What the exercise asks: Repeat word for word the part of the passage on school assessment in Scotland starting with "The origins lay" and going on through "nature and intent.".

Passage shown:
★ ★ ★ ★ ★ ★ ★

The use of national assessments to monitor school performance caused some controversy at the end of the year. The problem was the validity of employing tools designed to confirm teachers’ judgments of a pupil’s progress.

The origins lay in Assessment 5-14, published in 1991 as guidelines setting out “the principles which should underlie school policies for the assessment of pupils’ progress and attainment”. Assessment was presented as the glue binding the curriculum, teaching and learning, and it was thoroughly formative in nature and intent.

However, Assessment 5-14 also introduced national tests in English and mathematics, which were summative assessments. These grew in influence as the 1990s unfolded, setting a climate of testing to measure performance in just two areas while choking in infancy a culture of assessment to support effective classroom learning across the curriculum.

By 1999, testing to monitor schools was well established but, as a national consultation on assessment demonstrated, it had won few hearts. The Scottish Executive set about tempering the climate of testing with a revived culture of classroom-based assessment through the Assessment is for Learning programme, launched in November 2001.

As well as a coherent system of assessment, the programme sought better ways to achieve change in classroom practice than the cascade approach which had been adopted in 1991.

The AifL programme identified 10 projects on assessment and every local authority nominated schools to participate in a project on formative assessment and at least one other aspect, such as personal learning plans or ICT support. Participating teachers would become the agents of change.

Their experiences and reflections would be catalysts in creating a new approach to assessment and the AifL programme itself would develop according to their insights.

A supportive community was built around this grassroots activity. The Scottish Executive, Learning and Teaching Scotland, universities, local authorities and others were involved, and national and local events and activities helped participants share ideas and practice. This was based not only on research into the relationship between assessment and learning, such as that reviewed by Paul Black and Dylan Wiliam in Inside the Black Box, but also on recent work in managing change and supporting organisational learning.

★ ★ ★ ★ ★ ★ ★

Data shown:
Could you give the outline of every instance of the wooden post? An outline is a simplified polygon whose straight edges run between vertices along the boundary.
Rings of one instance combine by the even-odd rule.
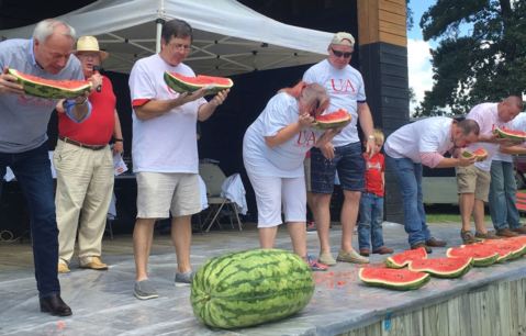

★ ★ ★ ★ ★ ★ ★

The answer:
The origins lay in Assessment 5-14, published in 1991 as guidelines setting out “the principles which should underlie school policies for the assessment of pupils’ progress and attainment”. Assessment was presented as the glue binding the curriculum, teaching and learning, and it was thoroughly formative in nature and intent.